# What the exercise asks
Copy exactly the last part of the listing below, beginning at the line that contains "57L126 68L135 69L149" and including the final line.

# Data listing
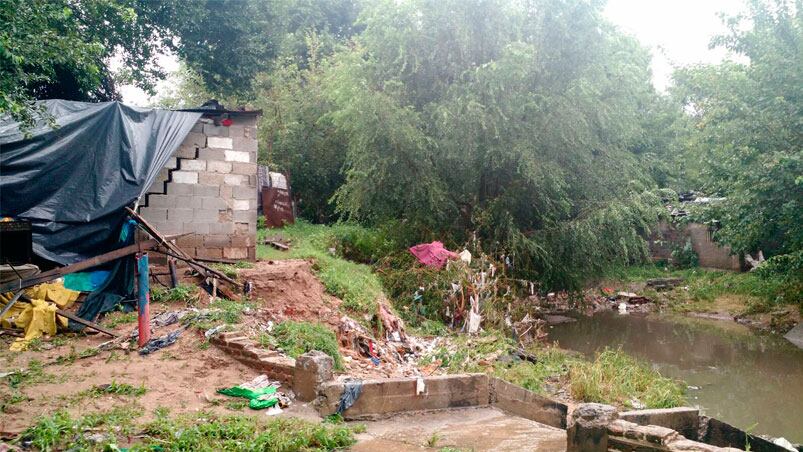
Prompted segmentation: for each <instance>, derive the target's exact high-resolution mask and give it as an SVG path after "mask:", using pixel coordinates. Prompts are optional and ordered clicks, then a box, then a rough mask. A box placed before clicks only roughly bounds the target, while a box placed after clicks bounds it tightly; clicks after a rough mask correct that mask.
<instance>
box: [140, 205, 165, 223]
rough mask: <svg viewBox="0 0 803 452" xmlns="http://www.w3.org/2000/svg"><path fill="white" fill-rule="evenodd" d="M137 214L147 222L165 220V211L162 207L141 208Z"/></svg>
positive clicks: (164, 220)
mask: <svg viewBox="0 0 803 452" xmlns="http://www.w3.org/2000/svg"><path fill="white" fill-rule="evenodd" d="M139 213H140V215H142V217H143V218H145V219H146V220H148V221H149V222H154V221H166V220H167V209H166V208H164V207H151V206H148V207H143V208H142V209H140V211H139Z"/></svg>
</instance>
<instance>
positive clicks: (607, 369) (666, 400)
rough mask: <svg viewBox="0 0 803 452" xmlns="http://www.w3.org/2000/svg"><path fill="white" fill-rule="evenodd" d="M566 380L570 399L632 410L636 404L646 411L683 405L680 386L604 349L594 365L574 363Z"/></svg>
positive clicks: (593, 361)
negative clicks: (568, 385)
mask: <svg viewBox="0 0 803 452" xmlns="http://www.w3.org/2000/svg"><path fill="white" fill-rule="evenodd" d="M569 381H570V383H569V385H570V388H571V394H572V397H574V398H575V399H577V400H582V401H584V402H600V403H609V404H616V405H620V406H626V407H635V406H636V403H635V401H638V402H639V403H641V404H644V405H645V406H646V407H648V408H672V407H676V406H681V405H683V403H684V402H685V400H684V398H683V386H681V384H680V383H678V382H676V381H674V380H670V379H668V378H664V377H662V376H661V375H660V374H658V373H657V372H656V371H654V370H652V369H651V368H650V367H649V366H648V365H646V364H645V363H642V362H639V361H638V360H636V359H635V358H632V357H630V356H629V355H627V354H626V353H624V352H622V351H621V350H611V349H606V350H604V351H602V352H601V353H599V354H598V355H597V356H596V358H595V359H594V361H593V362H583V361H577V362H575V363H574V364H573V365H572V366H571V368H570V370H569Z"/></svg>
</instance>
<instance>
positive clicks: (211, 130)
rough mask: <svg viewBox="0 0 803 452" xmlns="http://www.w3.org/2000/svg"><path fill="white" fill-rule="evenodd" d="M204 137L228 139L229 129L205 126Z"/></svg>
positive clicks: (214, 126) (223, 126)
mask: <svg viewBox="0 0 803 452" xmlns="http://www.w3.org/2000/svg"><path fill="white" fill-rule="evenodd" d="M204 135H206V136H208V137H227V136H229V128H228V127H224V126H216V125H214V124H204Z"/></svg>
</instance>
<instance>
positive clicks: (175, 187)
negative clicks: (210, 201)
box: [167, 182, 197, 196]
mask: <svg viewBox="0 0 803 452" xmlns="http://www.w3.org/2000/svg"><path fill="white" fill-rule="evenodd" d="M195 187H197V185H195V184H178V183H176V182H170V183H169V184H167V194H168V195H184V196H192V195H193V194H195Z"/></svg>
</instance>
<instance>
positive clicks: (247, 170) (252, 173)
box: [231, 162, 257, 176]
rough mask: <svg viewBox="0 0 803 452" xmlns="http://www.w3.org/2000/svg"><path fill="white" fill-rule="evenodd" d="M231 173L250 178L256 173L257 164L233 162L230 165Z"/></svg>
mask: <svg viewBox="0 0 803 452" xmlns="http://www.w3.org/2000/svg"><path fill="white" fill-rule="evenodd" d="M231 172H232V173H235V174H243V175H246V176H252V175H254V174H256V173H257V164H256V163H241V162H234V163H232V164H231Z"/></svg>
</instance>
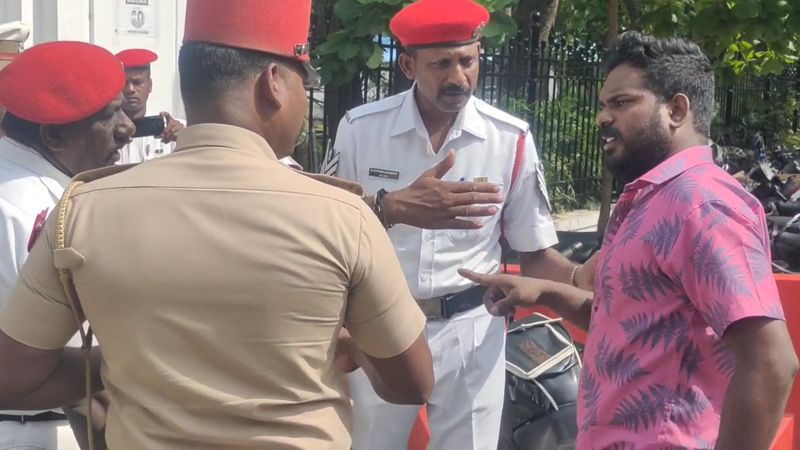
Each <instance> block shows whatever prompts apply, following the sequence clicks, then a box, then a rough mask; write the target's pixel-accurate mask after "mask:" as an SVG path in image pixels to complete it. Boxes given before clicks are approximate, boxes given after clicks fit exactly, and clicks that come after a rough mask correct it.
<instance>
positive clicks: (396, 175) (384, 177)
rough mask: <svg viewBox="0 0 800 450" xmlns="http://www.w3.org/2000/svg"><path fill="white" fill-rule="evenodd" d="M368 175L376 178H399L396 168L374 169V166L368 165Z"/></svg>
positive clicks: (398, 173) (398, 179)
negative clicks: (369, 166) (369, 167)
mask: <svg viewBox="0 0 800 450" xmlns="http://www.w3.org/2000/svg"><path fill="white" fill-rule="evenodd" d="M369 176H371V177H376V178H386V179H389V180H399V179H400V172H398V171H396V170H386V169H376V168H374V167H370V169H369Z"/></svg>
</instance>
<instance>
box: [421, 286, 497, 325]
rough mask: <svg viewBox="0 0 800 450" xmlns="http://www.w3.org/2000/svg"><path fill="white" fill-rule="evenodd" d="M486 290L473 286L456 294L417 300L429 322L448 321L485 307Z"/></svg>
mask: <svg viewBox="0 0 800 450" xmlns="http://www.w3.org/2000/svg"><path fill="white" fill-rule="evenodd" d="M485 292H486V288H485V287H483V286H473V287H471V288H469V289H466V290H463V291H461V292H456V293H455V294H448V295H445V296H442V297H437V298H431V299H427V300H417V304H418V305H419V307H420V309H422V312H423V313H425V317H427V318H428V320H447V319H449V318H451V317H453V316H455V315H456V314H459V313H462V312H465V311H469V310H471V309H475V308H477V307H478V306H481V305H483V294H484V293H485Z"/></svg>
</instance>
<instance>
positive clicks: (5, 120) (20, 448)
mask: <svg viewBox="0 0 800 450" xmlns="http://www.w3.org/2000/svg"><path fill="white" fill-rule="evenodd" d="M24 34H25V36H27V31H26V32H25V33H24ZM22 40H24V38H23V39H22ZM124 80H125V75H124V73H123V71H122V69H121V67H120V66H119V63H118V61H117V59H116V58H115V57H114V55H112V54H111V53H109V52H108V51H107V50H104V49H102V48H100V47H97V46H94V45H91V44H86V43H81V42H50V43H47V44H41V45H37V46H35V47H32V48H30V49H28V50H26V51H25V52H24V53H22V55H20V57H19V58H18V59H17V60H16V61H14V62H13V63H11V64H10V65H8V66H7V67H6V68H4V69H3V70H2V71H0V103H2V104H3V105H4V106H5V108H7V109H8V111H7V112H6V113H5V115H4V117H3V121H2V127H3V129H4V131H5V133H6V134H7V135H6V136H5V137H3V138H0V307H2V306H3V305H4V304H5V303H6V302H7V300H8V298H9V297H10V296H11V293H12V291H13V289H14V286H15V284H16V282H17V279H18V277H19V271H20V269H21V268H22V265H23V263H24V262H25V261H26V260H27V258H28V251H29V250H30V248H31V246H32V245H33V242H34V241H35V240H36V236H37V234H38V232H39V231H40V230H41V229H42V226H43V225H44V222H45V219H46V218H47V215H48V213H51V212H52V211H53V209H54V208H55V205H56V203H57V202H58V201H59V199H60V198H61V195H62V194H63V192H64V189H65V188H66V187H67V185H68V184H69V182H70V179H71V178H72V177H73V176H74V175H76V174H78V173H79V172H83V171H86V170H90V169H96V168H99V167H103V166H110V165H113V164H114V162H116V160H117V158H118V157H119V149H120V148H121V147H122V146H123V145H125V143H127V142H128V141H129V140H130V137H131V135H132V134H133V130H134V127H133V123H131V121H130V119H129V118H128V116H127V115H125V113H123V112H122V95H121V93H120V91H121V90H122V85H123V83H124ZM43 326H44V324H43ZM70 345H72V346H79V345H80V339H79V338H73V340H72V341H70ZM14 373H16V372H15V367H14V366H11V367H8V366H4V367H2V369H0V375H10V374H14ZM0 378H2V380H0V384H4V383H5V385H6V386H7V383H9V382H8V381H7V378H6V377H0ZM76 431H77V432H78V433H81V431H82V429H80V428H77V429H76ZM78 448H79V447H78V444H77V442H76V439H75V436H74V435H73V432H72V430H71V429H70V426H69V423H68V422H67V420H66V417H65V416H64V414H63V413H62V411H60V410H50V411H0V449H20V450H22V449H37V450H40V449H41V450H65V449H66V450H72V449H75V450H77V449H78Z"/></svg>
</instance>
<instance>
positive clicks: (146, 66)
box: [117, 48, 158, 69]
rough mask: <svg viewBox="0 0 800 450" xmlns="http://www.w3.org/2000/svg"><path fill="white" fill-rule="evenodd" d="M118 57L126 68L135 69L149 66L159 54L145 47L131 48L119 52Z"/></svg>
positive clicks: (129, 68)
mask: <svg viewBox="0 0 800 450" xmlns="http://www.w3.org/2000/svg"><path fill="white" fill-rule="evenodd" d="M117 58H119V60H120V61H121V62H122V65H123V66H125V68H126V69H133V68H135V67H148V66H149V65H150V63H152V62H153V61H155V60H157V59H158V55H156V54H155V53H153V52H151V51H150V50H145V49H143V48H131V49H128V50H123V51H121V52H119V53H117Z"/></svg>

# Exercise solution
rough mask: <svg viewBox="0 0 800 450" xmlns="http://www.w3.org/2000/svg"><path fill="white" fill-rule="evenodd" d="M118 57L126 68L135 69L149 66L159 54L145 47L131 48L119 52Z"/></svg>
positive clicks: (129, 68)
mask: <svg viewBox="0 0 800 450" xmlns="http://www.w3.org/2000/svg"><path fill="white" fill-rule="evenodd" d="M117 58H119V60H120V61H121V62H122V65H123V66H125V68H126V69H133V68H135V67H148V66H149V65H150V63H152V62H153V61H155V60H157V59H158V55H156V54H155V53H153V52H151V51H150V50H145V49H143V48H131V49H128V50H123V51H121V52H119V53H117Z"/></svg>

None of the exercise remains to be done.